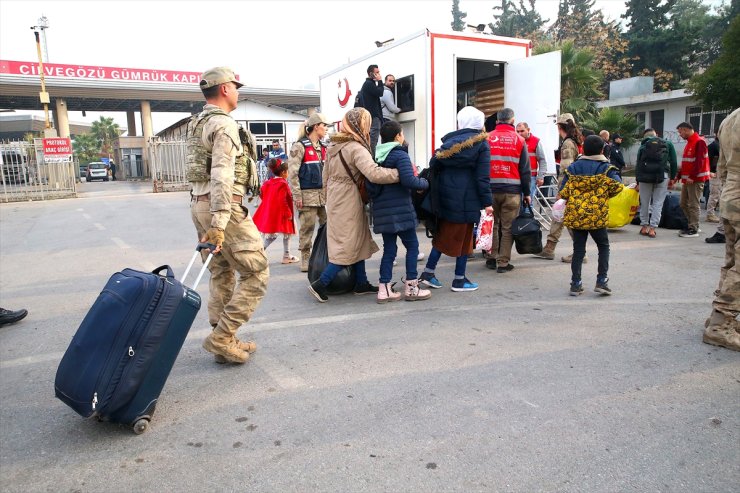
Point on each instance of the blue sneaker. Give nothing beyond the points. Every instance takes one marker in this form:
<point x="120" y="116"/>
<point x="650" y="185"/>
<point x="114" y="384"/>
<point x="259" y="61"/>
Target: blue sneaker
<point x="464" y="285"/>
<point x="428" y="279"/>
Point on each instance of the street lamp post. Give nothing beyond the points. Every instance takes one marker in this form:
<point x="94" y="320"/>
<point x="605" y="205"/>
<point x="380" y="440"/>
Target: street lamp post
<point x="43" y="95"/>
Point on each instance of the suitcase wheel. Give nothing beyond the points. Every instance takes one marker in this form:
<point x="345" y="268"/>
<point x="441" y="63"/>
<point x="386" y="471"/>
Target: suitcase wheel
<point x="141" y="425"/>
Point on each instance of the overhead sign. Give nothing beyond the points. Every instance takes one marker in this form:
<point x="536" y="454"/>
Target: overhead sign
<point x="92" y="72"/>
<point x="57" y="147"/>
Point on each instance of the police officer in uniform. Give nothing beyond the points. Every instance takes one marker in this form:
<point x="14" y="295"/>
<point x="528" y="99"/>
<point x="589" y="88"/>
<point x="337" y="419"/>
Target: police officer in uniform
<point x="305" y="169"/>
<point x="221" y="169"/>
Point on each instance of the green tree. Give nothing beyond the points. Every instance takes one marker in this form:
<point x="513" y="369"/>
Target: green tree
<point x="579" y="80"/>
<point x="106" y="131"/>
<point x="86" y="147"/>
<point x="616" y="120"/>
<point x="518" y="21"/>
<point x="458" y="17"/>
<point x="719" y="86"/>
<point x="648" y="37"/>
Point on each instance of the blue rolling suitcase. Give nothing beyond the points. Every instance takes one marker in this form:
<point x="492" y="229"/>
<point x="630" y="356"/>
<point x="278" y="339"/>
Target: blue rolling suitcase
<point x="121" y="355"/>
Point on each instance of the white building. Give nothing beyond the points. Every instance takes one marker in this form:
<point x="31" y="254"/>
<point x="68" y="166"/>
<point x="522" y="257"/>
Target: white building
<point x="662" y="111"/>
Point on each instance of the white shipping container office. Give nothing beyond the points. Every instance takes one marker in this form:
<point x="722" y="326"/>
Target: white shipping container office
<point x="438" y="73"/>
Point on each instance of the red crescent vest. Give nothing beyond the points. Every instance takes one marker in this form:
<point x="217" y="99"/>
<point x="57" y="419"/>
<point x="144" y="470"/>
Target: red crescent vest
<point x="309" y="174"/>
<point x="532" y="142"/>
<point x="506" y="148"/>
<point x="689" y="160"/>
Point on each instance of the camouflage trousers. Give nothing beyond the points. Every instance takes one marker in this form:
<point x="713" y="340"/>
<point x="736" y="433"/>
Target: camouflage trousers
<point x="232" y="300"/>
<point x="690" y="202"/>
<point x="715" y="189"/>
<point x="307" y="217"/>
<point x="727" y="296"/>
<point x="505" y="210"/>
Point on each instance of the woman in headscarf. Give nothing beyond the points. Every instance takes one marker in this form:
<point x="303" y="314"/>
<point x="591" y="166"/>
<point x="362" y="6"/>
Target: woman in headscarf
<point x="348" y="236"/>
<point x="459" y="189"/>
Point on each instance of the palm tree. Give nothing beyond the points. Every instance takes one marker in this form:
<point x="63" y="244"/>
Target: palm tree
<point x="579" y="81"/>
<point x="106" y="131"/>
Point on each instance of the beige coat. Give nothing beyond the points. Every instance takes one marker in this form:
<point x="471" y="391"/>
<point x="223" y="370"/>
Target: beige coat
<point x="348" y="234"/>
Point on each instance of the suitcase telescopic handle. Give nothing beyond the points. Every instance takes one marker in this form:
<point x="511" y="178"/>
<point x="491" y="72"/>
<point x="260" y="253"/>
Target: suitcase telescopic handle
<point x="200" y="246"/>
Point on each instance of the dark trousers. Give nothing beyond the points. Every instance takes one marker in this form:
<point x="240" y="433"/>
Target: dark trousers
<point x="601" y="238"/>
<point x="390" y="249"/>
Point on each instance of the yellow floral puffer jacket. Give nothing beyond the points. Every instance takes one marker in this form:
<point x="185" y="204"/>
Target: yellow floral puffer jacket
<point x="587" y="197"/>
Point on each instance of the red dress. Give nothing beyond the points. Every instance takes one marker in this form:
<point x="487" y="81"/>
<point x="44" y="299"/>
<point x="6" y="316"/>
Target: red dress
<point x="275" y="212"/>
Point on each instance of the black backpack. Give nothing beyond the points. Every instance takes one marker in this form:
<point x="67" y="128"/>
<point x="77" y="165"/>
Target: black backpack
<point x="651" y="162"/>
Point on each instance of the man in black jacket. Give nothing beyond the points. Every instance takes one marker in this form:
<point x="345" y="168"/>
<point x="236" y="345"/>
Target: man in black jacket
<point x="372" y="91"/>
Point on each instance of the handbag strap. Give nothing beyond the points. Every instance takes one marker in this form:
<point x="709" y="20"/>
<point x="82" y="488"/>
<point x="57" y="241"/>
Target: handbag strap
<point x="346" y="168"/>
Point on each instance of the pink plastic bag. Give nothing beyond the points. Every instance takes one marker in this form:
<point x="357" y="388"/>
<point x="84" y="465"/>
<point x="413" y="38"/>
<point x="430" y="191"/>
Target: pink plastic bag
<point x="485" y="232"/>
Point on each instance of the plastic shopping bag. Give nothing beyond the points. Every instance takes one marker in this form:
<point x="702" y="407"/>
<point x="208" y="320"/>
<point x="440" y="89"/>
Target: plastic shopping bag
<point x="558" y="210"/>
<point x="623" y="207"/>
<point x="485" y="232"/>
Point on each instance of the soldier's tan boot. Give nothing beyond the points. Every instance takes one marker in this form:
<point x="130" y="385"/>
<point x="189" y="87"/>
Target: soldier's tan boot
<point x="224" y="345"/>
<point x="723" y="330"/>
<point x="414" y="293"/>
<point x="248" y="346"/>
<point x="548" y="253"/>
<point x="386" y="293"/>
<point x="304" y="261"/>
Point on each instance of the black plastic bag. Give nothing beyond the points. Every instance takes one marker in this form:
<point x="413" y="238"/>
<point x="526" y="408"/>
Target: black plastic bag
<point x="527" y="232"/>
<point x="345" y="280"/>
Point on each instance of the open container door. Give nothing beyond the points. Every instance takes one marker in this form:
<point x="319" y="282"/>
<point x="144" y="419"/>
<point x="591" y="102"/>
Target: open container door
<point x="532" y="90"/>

> [Task to complete]:
Copy every item above word for word, leaving out the pictures.

> [Written answer]:
Point on each instance of the blue sneaker. Give nothing beyond the points. Every instance takes one marker in this form:
<point x="120" y="116"/>
<point x="650" y="185"/>
<point x="114" y="384"/>
<point x="259" y="61"/>
Target: blue sneaker
<point x="464" y="285"/>
<point x="428" y="279"/>
Point on each instance of the street lamp post. Give nothing beyond the points. Every instance takes one marker in this form:
<point x="94" y="320"/>
<point x="605" y="205"/>
<point x="380" y="440"/>
Target: street lamp post
<point x="43" y="95"/>
Point on each instance of the suitcase wheel. Give nothing beyond the points. Every instance takes one marker in this form:
<point x="345" y="268"/>
<point x="441" y="63"/>
<point x="386" y="471"/>
Target: suitcase wheel
<point x="141" y="425"/>
Point on each instance of the overhead sign. Give nothing beyond the points. Every instance takes one marker in this form:
<point x="536" y="454"/>
Target: overhead sign
<point x="92" y="72"/>
<point x="57" y="147"/>
Point on each instance of the police officer in uniform. Give nothing beyond the points. Every instance takes one marker in this form:
<point x="14" y="295"/>
<point x="528" y="99"/>
<point x="589" y="88"/>
<point x="337" y="419"/>
Target: police officer in uniform
<point x="305" y="169"/>
<point x="221" y="169"/>
Point on each instance of the green tree. Give nothing beyond the points. Every instance takes one marker in this form:
<point x="513" y="369"/>
Target: green tree
<point x="579" y="80"/>
<point x="106" y="131"/>
<point x="86" y="147"/>
<point x="616" y="120"/>
<point x="518" y="21"/>
<point x="458" y="17"/>
<point x="719" y="86"/>
<point x="648" y="37"/>
Point on each instance of the blue rolling suitcase. Give nothing beyond the points. Every instance takes one marker in this form:
<point x="492" y="229"/>
<point x="630" y="356"/>
<point x="278" y="339"/>
Target: blue rolling suitcase
<point x="121" y="355"/>
Point on each instance of the white building. Give nothing beyond the points. Every instance takes one marker in this form:
<point x="31" y="254"/>
<point x="68" y="166"/>
<point x="522" y="257"/>
Target: white building
<point x="662" y="111"/>
Point on each instance of the white shipping container office. Give nothing beyond the points. Every instance takes one marker in this form:
<point x="722" y="326"/>
Target: white shipping container office
<point x="438" y="73"/>
Point on each instance of the red crescent vest. Give nothing beyond the points. Every instance takes one marker in this form:
<point x="217" y="99"/>
<point x="57" y="419"/>
<point x="144" y="470"/>
Target: red crescent vest
<point x="309" y="174"/>
<point x="532" y="142"/>
<point x="506" y="148"/>
<point x="689" y="160"/>
Point on each instance of the camouflage trousers. Give nothing beyond the points. Every instance takes one marker in this form:
<point x="713" y="340"/>
<point x="736" y="433"/>
Target: camouflage trousers
<point x="232" y="300"/>
<point x="690" y="202"/>
<point x="715" y="189"/>
<point x="307" y="217"/>
<point x="727" y="296"/>
<point x="505" y="210"/>
Point on each instance of the woman in headscarf. Give nothing beyond the points. Every instance takes one marker in this form:
<point x="303" y="314"/>
<point x="591" y="166"/>
<point x="362" y="6"/>
Target: woman in headscarf
<point x="348" y="236"/>
<point x="459" y="189"/>
Point on each instance of the palm tree. Give nothing beyond the points. Every instance takes one marker in this form:
<point x="63" y="244"/>
Target: palm tree
<point x="579" y="81"/>
<point x="106" y="131"/>
Point on each instance of the beige coat. Give nothing beyond the points. Every instance takes one marker in this form:
<point x="471" y="391"/>
<point x="223" y="370"/>
Target: beige coat
<point x="348" y="234"/>
Point on each instance of the suitcase telescopic handle. Give nothing beyond the points. Every instance takes one marker in this form:
<point x="511" y="178"/>
<point x="491" y="72"/>
<point x="260" y="253"/>
Target: suitcase telescopic handle
<point x="200" y="246"/>
Point on each instance of the dark trousers. Give nothing beyond the points. Every instance takes one marker in this form:
<point x="240" y="433"/>
Target: dark trousers
<point x="601" y="238"/>
<point x="390" y="249"/>
Point on each instance of the yellow floral puffer jacket. Give nothing beyond the points. Every instance takes one marker in this form:
<point x="185" y="204"/>
Target: yellow floral puffer jacket
<point x="587" y="197"/>
Point on each instance of the red dress. Give nothing beyond the points. Every instance takes one marker in this form:
<point x="487" y="81"/>
<point x="44" y="299"/>
<point x="6" y="316"/>
Target: red dress
<point x="275" y="212"/>
Point on each instance of the black backpack. Give nothing beyond the points. Every instance takes one marker in this form:
<point x="67" y="128"/>
<point x="77" y="165"/>
Target: black backpack
<point x="651" y="162"/>
Point on each instance of the man in black jacket. Give nothing beyond the points. Every instance takes one marker in this form:
<point x="345" y="168"/>
<point x="236" y="345"/>
Target: man in black jacket
<point x="372" y="91"/>
Point on each instance of the handbag strap. Give nothing beyond the points. Every instance takes one marker in this form:
<point x="709" y="20"/>
<point x="82" y="488"/>
<point x="57" y="241"/>
Target: handbag strap
<point x="346" y="168"/>
Point on each instance of the pink plastic bag. Give nothing beyond the points. Every instance takes one marker in this form:
<point x="357" y="388"/>
<point x="84" y="465"/>
<point x="413" y="38"/>
<point x="430" y="191"/>
Target: pink plastic bag
<point x="485" y="232"/>
Point on each instance of the plastic shopping bag. Give nothing beyond the points. Every instance takes one marker in this form:
<point x="702" y="407"/>
<point x="208" y="320"/>
<point x="440" y="89"/>
Target: plastic shopping bag
<point x="558" y="210"/>
<point x="623" y="207"/>
<point x="485" y="232"/>
Point on each instance of the soldier's tan boot. Give nothing beyond the points. Every instance takes one marker in this form:
<point x="130" y="385"/>
<point x="189" y="87"/>
Target: soldier's tan boot
<point x="224" y="345"/>
<point x="723" y="330"/>
<point x="414" y="293"/>
<point x="248" y="346"/>
<point x="548" y="253"/>
<point x="386" y="293"/>
<point x="304" y="261"/>
Point on each instance of the black plastic bag. Give nothing beyond the points. Every instance takes one marker in this form:
<point x="413" y="238"/>
<point x="526" y="408"/>
Target: black plastic bag
<point x="527" y="232"/>
<point x="345" y="280"/>
Point on each instance of the open container door. Give nothing beyond the points. Every instance takes one marker in this form:
<point x="319" y="282"/>
<point x="144" y="419"/>
<point x="591" y="102"/>
Target: open container door
<point x="532" y="90"/>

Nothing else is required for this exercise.